Stored data
━━━━━━━━
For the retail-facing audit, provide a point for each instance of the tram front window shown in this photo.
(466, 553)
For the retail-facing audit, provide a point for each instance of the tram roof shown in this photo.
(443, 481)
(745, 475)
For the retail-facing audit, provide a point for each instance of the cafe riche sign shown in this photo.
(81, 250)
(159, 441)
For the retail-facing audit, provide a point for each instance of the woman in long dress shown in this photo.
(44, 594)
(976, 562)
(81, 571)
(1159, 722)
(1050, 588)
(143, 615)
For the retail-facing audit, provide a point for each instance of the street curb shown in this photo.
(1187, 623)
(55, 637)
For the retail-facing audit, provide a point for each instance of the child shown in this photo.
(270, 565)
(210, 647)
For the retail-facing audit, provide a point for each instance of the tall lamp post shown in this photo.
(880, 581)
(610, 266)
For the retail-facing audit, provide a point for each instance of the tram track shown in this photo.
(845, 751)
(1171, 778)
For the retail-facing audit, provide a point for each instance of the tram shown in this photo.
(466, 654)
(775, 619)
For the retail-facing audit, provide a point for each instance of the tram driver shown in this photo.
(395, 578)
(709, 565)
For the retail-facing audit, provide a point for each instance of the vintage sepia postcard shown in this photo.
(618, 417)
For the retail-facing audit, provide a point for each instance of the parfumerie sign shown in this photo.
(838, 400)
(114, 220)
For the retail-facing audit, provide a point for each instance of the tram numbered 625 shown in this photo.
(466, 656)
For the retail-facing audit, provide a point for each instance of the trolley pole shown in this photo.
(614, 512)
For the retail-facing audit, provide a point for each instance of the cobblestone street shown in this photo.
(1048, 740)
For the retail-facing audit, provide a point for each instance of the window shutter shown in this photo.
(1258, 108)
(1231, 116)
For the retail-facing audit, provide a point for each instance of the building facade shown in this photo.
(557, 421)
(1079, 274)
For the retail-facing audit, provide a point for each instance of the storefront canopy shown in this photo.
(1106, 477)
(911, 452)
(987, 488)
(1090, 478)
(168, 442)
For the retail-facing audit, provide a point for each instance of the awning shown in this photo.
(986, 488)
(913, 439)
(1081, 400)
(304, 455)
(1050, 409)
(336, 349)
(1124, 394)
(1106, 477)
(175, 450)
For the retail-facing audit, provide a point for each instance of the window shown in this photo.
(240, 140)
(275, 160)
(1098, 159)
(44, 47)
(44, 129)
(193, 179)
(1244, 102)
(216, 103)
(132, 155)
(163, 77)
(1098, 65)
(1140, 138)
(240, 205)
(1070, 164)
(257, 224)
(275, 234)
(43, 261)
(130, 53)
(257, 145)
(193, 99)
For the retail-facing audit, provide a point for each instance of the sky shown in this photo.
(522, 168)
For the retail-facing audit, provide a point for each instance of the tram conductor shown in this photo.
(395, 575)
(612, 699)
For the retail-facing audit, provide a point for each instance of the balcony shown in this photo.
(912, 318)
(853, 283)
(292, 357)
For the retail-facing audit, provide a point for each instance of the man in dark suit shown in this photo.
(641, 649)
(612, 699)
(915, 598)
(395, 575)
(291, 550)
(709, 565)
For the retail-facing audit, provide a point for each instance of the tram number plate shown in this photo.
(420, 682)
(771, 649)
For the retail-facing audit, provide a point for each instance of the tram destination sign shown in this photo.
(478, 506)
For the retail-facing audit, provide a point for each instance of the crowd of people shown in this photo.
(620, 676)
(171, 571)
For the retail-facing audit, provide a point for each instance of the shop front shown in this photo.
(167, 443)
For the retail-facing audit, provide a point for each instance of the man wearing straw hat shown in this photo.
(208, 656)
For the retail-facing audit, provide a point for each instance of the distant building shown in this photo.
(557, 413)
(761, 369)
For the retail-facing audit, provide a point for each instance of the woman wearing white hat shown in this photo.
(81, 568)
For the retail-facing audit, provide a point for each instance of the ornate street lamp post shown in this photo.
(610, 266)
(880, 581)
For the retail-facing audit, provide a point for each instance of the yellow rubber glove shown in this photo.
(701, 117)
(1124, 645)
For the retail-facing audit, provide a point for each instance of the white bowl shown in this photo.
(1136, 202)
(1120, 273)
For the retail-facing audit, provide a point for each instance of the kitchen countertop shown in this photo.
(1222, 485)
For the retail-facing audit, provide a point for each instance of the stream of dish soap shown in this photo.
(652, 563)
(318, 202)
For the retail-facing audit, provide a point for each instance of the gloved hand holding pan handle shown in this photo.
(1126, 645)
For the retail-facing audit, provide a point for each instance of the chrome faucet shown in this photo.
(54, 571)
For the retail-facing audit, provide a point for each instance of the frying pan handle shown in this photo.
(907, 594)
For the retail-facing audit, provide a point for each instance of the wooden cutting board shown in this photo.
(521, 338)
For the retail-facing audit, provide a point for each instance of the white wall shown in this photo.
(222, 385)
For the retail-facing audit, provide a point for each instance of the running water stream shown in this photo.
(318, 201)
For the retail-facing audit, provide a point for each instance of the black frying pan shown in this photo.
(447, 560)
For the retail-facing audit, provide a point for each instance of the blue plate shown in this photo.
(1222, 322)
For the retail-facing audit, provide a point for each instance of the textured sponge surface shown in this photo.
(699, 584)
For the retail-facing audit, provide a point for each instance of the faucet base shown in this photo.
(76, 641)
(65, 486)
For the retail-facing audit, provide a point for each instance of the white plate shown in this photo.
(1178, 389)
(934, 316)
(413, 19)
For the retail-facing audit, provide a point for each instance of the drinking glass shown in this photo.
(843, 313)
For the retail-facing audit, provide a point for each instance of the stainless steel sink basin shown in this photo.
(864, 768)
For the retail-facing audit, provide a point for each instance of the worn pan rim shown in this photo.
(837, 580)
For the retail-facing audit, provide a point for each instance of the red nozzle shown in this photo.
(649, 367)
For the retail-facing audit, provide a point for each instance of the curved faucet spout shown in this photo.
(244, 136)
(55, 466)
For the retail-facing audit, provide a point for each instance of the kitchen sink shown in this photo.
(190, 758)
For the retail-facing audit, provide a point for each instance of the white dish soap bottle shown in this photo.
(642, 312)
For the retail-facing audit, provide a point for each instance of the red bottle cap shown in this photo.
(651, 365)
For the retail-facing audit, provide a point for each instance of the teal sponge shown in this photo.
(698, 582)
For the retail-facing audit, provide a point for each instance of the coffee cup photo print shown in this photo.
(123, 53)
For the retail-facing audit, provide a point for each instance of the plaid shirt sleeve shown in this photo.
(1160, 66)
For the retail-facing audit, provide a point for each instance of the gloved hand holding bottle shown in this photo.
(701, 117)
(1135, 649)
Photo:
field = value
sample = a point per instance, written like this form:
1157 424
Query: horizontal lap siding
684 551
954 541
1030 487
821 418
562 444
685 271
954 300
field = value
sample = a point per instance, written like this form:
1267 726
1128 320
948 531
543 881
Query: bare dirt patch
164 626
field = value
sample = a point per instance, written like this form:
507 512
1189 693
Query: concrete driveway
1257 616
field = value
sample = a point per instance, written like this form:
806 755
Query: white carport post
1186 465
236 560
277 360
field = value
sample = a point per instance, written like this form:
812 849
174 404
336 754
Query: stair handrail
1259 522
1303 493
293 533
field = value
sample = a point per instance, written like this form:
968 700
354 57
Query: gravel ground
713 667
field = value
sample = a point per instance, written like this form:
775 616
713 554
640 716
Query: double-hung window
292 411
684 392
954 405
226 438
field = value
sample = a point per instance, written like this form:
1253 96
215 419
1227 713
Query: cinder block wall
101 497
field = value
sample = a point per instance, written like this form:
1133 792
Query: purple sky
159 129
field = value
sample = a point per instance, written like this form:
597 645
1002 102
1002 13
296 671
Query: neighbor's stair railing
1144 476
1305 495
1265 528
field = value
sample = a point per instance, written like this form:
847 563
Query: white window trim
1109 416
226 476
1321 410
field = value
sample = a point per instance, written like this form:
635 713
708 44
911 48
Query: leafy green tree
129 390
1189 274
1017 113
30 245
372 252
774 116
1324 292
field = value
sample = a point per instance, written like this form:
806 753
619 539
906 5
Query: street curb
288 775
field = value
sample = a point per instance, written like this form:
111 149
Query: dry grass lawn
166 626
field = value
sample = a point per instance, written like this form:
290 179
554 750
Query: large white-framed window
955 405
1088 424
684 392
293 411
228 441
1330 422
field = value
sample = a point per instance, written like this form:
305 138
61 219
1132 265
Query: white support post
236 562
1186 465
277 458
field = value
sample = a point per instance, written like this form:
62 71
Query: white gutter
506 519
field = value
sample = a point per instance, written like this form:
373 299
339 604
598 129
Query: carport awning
━━━━━━━━
Pick out every line above that contains the string "soap", treating uppercase and lowercase letters as different.

For the retail-facing audit, provide a point for each instance of the stream of dish soap shown in this photo.
For the retail-facing audit, provide a point for each instance of the white dish soap bottle shown in this photo.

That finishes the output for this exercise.